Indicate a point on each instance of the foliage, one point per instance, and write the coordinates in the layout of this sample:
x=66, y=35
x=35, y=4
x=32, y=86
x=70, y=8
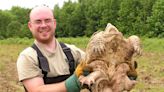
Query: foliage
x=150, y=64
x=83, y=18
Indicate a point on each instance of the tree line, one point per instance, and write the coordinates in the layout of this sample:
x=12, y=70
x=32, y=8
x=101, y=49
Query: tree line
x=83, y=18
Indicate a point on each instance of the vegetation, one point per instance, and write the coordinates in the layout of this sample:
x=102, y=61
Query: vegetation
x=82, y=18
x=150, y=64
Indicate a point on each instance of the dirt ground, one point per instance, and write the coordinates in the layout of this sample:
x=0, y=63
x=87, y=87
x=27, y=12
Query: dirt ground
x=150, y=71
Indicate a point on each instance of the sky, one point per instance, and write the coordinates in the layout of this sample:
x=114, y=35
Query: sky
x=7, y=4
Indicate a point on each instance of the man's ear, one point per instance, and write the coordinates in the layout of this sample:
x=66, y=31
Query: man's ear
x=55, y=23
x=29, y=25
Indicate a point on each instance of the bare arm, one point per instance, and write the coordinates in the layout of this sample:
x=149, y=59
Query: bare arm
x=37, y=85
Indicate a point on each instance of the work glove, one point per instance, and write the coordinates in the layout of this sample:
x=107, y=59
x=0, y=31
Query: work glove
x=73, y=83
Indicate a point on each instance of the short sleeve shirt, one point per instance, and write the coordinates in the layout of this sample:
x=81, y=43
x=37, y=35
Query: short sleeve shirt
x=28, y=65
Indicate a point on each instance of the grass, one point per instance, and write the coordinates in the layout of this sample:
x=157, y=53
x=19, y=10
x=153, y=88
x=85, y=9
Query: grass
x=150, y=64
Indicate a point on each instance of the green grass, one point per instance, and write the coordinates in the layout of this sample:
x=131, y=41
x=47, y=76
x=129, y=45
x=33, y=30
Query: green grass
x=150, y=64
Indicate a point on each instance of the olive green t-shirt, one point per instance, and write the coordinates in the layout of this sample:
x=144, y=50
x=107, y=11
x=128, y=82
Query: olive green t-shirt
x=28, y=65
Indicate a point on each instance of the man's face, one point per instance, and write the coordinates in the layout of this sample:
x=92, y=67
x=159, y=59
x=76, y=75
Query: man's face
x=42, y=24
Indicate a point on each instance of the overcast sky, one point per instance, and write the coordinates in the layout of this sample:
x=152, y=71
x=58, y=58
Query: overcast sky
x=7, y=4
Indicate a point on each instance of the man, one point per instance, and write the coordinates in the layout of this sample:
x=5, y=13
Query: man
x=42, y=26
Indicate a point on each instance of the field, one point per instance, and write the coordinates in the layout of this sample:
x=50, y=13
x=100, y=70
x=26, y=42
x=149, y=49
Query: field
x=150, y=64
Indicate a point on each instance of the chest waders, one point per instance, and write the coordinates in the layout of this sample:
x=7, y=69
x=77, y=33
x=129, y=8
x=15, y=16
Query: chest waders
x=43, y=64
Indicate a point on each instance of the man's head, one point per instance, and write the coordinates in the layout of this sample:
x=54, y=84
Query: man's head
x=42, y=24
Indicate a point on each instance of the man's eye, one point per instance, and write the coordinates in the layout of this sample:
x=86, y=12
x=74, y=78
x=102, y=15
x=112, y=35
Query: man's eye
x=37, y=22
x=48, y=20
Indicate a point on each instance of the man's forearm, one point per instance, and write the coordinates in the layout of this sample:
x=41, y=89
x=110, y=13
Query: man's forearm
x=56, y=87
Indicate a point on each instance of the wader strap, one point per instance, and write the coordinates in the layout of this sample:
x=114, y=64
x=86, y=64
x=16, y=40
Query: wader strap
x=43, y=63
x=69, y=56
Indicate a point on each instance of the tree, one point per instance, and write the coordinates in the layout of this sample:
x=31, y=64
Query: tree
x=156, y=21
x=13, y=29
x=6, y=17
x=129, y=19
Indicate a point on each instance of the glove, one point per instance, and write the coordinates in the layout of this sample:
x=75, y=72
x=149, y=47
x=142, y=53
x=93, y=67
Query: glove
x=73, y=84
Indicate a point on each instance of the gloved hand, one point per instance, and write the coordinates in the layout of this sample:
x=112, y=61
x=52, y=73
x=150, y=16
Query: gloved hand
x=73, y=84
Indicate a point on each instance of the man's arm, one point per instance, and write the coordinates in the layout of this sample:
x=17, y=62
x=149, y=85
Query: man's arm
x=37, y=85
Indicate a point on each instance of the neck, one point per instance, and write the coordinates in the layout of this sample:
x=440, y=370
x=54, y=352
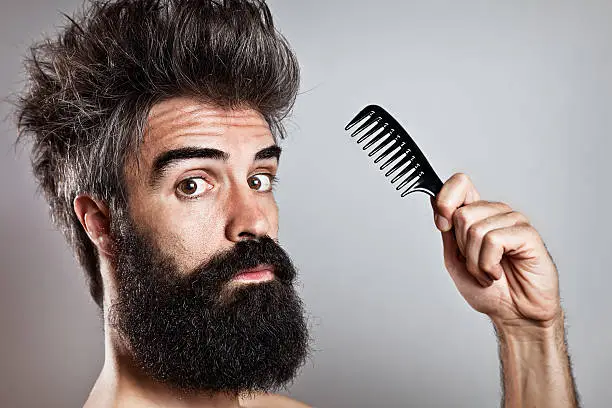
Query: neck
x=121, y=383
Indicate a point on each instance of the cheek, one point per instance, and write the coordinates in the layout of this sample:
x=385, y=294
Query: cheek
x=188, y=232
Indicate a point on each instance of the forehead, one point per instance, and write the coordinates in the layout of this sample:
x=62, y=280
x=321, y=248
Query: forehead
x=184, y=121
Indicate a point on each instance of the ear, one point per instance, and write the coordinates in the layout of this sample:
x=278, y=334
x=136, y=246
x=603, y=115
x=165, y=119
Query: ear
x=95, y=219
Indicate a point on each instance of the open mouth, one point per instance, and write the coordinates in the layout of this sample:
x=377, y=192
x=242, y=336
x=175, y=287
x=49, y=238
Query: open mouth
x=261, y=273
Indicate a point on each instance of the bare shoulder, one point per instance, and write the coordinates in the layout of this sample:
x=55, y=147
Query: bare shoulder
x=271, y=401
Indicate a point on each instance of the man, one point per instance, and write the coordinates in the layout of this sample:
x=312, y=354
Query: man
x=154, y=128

== == ==

> TASK PROMPT
Reproduce the listing verbatim, pictures excluded.

> ANSWER TO THIS TASK
Indicate a point on each instance of the foliage, one point per instance, and write the coordinates in the layout of this sample:
x=66, y=35
x=35, y=4
x=32, y=86
x=70, y=8
Query: foliage
x=150, y=64
x=83, y=18
Indicate a point on each instance of the tree line, one point per instance, and write the coordinates in the layout of this sample:
x=12, y=70
x=32, y=8
x=101, y=49
Query: tree line
x=83, y=18
Indicate a point on each instance of the vegetation, one point per instance, and write the coordinates in the layout of this sample:
x=102, y=61
Query: vegetation
x=82, y=18
x=150, y=64
Indicate a point on each instance of the dirt ground, one point per instance, and write the coordinates in the layout of this sample:
x=0, y=63
x=87, y=87
x=27, y=12
Query: dirt ground
x=150, y=71
Indicate a point on each instance of the sky, one point per instance, and write the coordinates in the layout of this sample:
x=114, y=35
Query: sky
x=7, y=4
Indicate a point on each instance of the man's ear, one point per instance, and write the coordinates in the layout of this sample:
x=66, y=31
Query: man's ear
x=55, y=23
x=29, y=25
Indicate a point on each instance of the bare arm, one point per instance, and write the coordinates in the layout of this sample:
x=149, y=59
Query: bare arm
x=37, y=85
Indicate a point on each instance of the work glove, one point per instance, and write the coordinates in the layout of this sample:
x=107, y=59
x=0, y=31
Query: work glove
x=73, y=83
Indicate a point on each instance of the short sleeve shirt, one point per instance, and write the coordinates in the layout of this sample:
x=81, y=43
x=37, y=35
Query: short sleeve shirt
x=28, y=65
Indicate a point on each instance of the grass, one point per instance, and write the coordinates in the layout of this sample:
x=157, y=53
x=19, y=10
x=153, y=88
x=85, y=9
Query: grass
x=150, y=64
Indicate a point on each instance of the green grass, one point per instance, and write the coordinates in the layout of this sample:
x=131, y=41
x=47, y=76
x=129, y=45
x=33, y=30
Query: green grass
x=150, y=64
Indicate a point on each instance of the olive green t-shirt, one point per instance, and write the coordinates in the layout of this sample:
x=144, y=50
x=107, y=11
x=128, y=82
Query: olive green t-shirt
x=28, y=65
Indicate a point on each instance of the man's face, one point per instance, and write the coordinates in the layout of this sample:
x=92, y=67
x=159, y=59
x=76, y=75
Query: man's face
x=42, y=24
Indicate a point on each instance of the overcast sky, one point per instance, and write the coordinates in the layout of this sample:
x=152, y=71
x=58, y=58
Query: overcast sky
x=7, y=4
Indicate a point on each instance of the man, one point per instance, and write the coordinates in the layout of this sample:
x=5, y=13
Query: man
x=42, y=26
Indicate a point on each instance of the field, one point per instance, and write the coordinates in the layout of this sample:
x=50, y=13
x=100, y=70
x=26, y=42
x=149, y=49
Query: field
x=150, y=64
Indicate a point on each instance of the chest waders, one point per instance, and write the coordinates in the layout of this sample:
x=7, y=69
x=77, y=33
x=129, y=8
x=15, y=16
Query: chest waders
x=43, y=64
Indicate a point on each instance of the man's head, one point per instance, and write the coordinates in the layout of this sample:
x=54, y=84
Query: man's head
x=42, y=24
Indicate a point on each instance of the man's eye, one point per instance, and write the coordinates in the layout of this sample:
x=86, y=12
x=74, y=78
x=102, y=15
x=112, y=35
Query: man's eye
x=37, y=22
x=48, y=20
Indicate a point on each instance of the man's forearm, one point per instance, and write the coordinates in the layout of this sample:
x=41, y=89
x=110, y=13
Query: man's forearm
x=56, y=87
Indicate a point on each instance of the wader strap, one point per instance, and write the coordinates in the layout of this sample:
x=114, y=64
x=86, y=64
x=16, y=40
Query: wader strap
x=43, y=63
x=69, y=56
Indicate a point on each instance of the tree, one point per instance, and write the coordinates in the layout of this sample:
x=31, y=64
Query: tree
x=156, y=21
x=13, y=29
x=6, y=17
x=129, y=19
Indicate a point on each instance of the glove, one point per instance, and write the coordinates in the layout of this sample:
x=75, y=72
x=149, y=47
x=142, y=53
x=93, y=67
Query: glove
x=73, y=84
Indicate a point on each instance of the gloved hand, one point per instance, and write the coordinates in the layout of this sample:
x=112, y=61
x=52, y=73
x=150, y=16
Query: gloved hand
x=73, y=84
Indicate a point on each instance of the man's arm, one point per instance, and write the coordinates in the layout of this sample:
x=17, y=62
x=149, y=85
Query: man's arm
x=37, y=85
Indicate a point on each instance of the neck, one point per instance, and write the coordinates in the layout of this sample:
x=440, y=370
x=54, y=352
Query: neck
x=121, y=383
Indicate a point on each instance of the cheek, one point per instance, and write the coordinates in the layout of this sample:
x=385, y=294
Query: cheek
x=188, y=232
Indicate a point on each instance of the forehead, one point per instance, and write the coordinates in the layout of this sample:
x=62, y=280
x=321, y=248
Query: forehead
x=184, y=121
Indicate a point on each instance of the ear, one point per instance, and write the coordinates in the layout of this sample:
x=278, y=334
x=136, y=246
x=603, y=115
x=165, y=119
Query: ear
x=95, y=219
Indicate a point on each instance of the open mouth, one point per instance, and write the coordinates in the layout of this sample:
x=377, y=192
x=242, y=336
x=175, y=287
x=49, y=238
Query: open mouth
x=261, y=273
Indicate a point on each instance of the bare shoulder, one point per instance, and write the coordinates in the layout of this sample:
x=55, y=147
Query: bare shoulder
x=271, y=401
Indicate a point on each instance of the man, one point per instance, and write the coordinates in the layout of this sample:
x=312, y=354
Query: man
x=154, y=128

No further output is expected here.